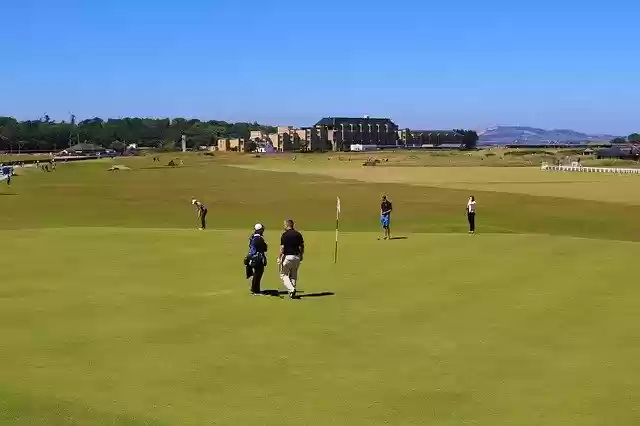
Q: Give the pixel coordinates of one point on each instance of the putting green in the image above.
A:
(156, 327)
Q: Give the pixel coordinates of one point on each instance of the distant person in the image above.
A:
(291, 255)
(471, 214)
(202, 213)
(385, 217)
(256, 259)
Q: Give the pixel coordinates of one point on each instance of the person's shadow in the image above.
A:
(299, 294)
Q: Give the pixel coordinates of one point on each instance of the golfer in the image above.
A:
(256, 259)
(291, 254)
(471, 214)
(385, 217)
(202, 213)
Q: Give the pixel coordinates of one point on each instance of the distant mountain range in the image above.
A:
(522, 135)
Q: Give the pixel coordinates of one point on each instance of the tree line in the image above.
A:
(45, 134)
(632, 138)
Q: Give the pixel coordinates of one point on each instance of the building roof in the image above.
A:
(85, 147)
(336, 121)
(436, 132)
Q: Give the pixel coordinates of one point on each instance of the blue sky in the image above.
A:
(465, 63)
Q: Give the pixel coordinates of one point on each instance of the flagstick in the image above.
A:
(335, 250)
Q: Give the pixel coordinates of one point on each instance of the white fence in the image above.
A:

### TASK DESCRIPTION
Reproduce each line of the records in which the string "distant" appears.

### TASK RESPONSE
Q: Give the pixel coordinates of one point on each instance of the distant person in the image above.
Q: Give the pixel coordinates of one point on each instance of the distant mountain range in the image above.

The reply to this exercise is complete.